REQUIRED TASK ▸
Each entry below is to be duplicated verbatim.

DATASET RECORDS ▸
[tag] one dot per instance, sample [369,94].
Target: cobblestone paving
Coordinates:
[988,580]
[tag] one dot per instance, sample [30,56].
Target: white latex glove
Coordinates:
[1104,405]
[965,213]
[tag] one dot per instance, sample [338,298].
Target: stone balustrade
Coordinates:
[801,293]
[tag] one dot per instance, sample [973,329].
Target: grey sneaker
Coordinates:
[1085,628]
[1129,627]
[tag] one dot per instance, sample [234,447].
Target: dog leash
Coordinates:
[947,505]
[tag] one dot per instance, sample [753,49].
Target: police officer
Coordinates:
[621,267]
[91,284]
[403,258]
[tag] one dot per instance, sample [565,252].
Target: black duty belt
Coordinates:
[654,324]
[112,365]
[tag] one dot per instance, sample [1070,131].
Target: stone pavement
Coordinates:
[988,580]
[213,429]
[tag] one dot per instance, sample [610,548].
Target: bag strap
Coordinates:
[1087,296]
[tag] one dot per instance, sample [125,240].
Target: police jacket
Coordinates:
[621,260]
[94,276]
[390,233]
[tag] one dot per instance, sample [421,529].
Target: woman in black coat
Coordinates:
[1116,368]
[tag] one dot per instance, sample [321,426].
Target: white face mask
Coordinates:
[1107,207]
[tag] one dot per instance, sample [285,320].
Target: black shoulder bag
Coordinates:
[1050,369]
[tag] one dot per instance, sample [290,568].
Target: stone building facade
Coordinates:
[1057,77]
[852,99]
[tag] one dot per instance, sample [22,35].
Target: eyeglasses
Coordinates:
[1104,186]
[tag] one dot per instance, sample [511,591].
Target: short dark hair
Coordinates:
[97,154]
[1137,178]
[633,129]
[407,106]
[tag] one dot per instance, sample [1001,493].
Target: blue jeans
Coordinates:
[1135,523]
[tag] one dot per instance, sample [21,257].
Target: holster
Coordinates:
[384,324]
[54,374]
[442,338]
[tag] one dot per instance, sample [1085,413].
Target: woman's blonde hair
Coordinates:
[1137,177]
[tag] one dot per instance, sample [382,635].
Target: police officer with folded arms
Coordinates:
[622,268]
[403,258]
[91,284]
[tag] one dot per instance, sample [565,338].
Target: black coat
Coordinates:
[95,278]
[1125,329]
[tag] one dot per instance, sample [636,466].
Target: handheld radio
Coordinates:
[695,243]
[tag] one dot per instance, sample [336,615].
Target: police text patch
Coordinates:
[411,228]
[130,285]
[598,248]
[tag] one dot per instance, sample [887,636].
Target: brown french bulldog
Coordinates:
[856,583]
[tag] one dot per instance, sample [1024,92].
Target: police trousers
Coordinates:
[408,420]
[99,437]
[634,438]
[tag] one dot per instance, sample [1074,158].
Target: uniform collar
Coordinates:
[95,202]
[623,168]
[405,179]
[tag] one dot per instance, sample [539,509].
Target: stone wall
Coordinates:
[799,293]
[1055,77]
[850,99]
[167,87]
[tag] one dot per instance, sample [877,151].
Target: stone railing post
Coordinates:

COMPLETE OUTPUT ▸
[tag] one dot per instance, sample [369,94].
Target: cobblestone paving
Coordinates:
[988,580]
[tag] one dot per instance, sample [30,56].
Target: white latex glove
Coordinates:
[1104,405]
[965,213]
[tag] one dot per instance, sample [338,298].
Target: stone balustrade
Coordinates:
[801,293]
[tag] one dot per instance, sample [973,329].
Target: grey sneaker
Coordinates:
[1085,628]
[1129,627]
[tag] one dot per instance, sample [234,447].
Target: dog leash
Coordinates:
[947,505]
[tag] one dot per instance, sample [753,49].
Target: police officer
Coordinates:
[621,267]
[91,284]
[403,258]
[tag] one dot per instance, sample [565,252].
Target: black duty belt
Coordinates:
[654,324]
[112,365]
[tag] one dot per instance, sample [1070,131].
Target: stone pavement
Coordinates:
[988,580]
[213,429]
[tag] one dot per instance, sample [610,548].
Target: bag strap
Coordinates:
[1087,296]
[tag] one dot per instance, sample [125,240].
Target: police jacket
Coordinates:
[621,260]
[94,276]
[390,233]
[tag] one dot per instance, sample [421,529].
Target: woman in black coat
Coordinates:
[1116,368]
[tag] one dot per instance, sample [321,426].
Target: white face mask
Coordinates:
[1107,207]
[tag] one dot per instance, sample [285,320].
Target: black shoulder bag
Coordinates:
[1050,369]
[tag] one dot per instance, sample [290,568].
Target: stone building facade
Coordinates:
[1057,77]
[852,99]
[tag] one dot per instance, sample [22,35].
Target: eyeglasses
Coordinates:
[1104,186]
[tag] one dot per instance, sample [511,591].
Target: short dark hair
Coordinates:
[97,154]
[1137,178]
[633,129]
[407,106]
[tag] one dot per instance, sample [1001,493].
Target: blue jeans
Coordinates:
[1135,523]
[tag] one dot per instance, sample [21,257].
Target: holster
Coordinates:
[384,324]
[54,374]
[442,338]
[tag] one dot per instance, sample [1085,413].
Target: woman's blonde hair
Coordinates:
[1137,177]
[tag] one dot per instance, sample [382,635].
Target: police officer with folded arms
Coordinates:
[622,268]
[403,258]
[91,284]
[tag] one dot per instance, sample [565,338].
Target: black coat
Coordinates:
[95,278]
[1125,329]
[tag] one dot per instance, sample [636,466].
Target: handheld radio
Coordinates:
[695,243]
[tag] one dot per instance, sample [336,615].
Target: police text patch
Coordinates:
[411,228]
[130,285]
[598,248]
[tag] one dot per instance, sample [887,636].
Target: brown french bulldog
Coordinates:
[856,583]
[tag] one dot per instance, sample [1024,92].
Target: police trousers
Coordinates:
[408,420]
[99,437]
[634,438]
[tag] one dot per instance, sample [1074,158].
Target: uniform collar
Coordinates:
[95,202]
[623,168]
[405,179]
[tag] one dot per instance, sample [539,509].
Target: stone wall
Coordinates:
[799,293]
[1055,77]
[850,99]
[167,87]
[tag] one dot per instance, sample [877,151].
Target: stone railing post
Coordinates:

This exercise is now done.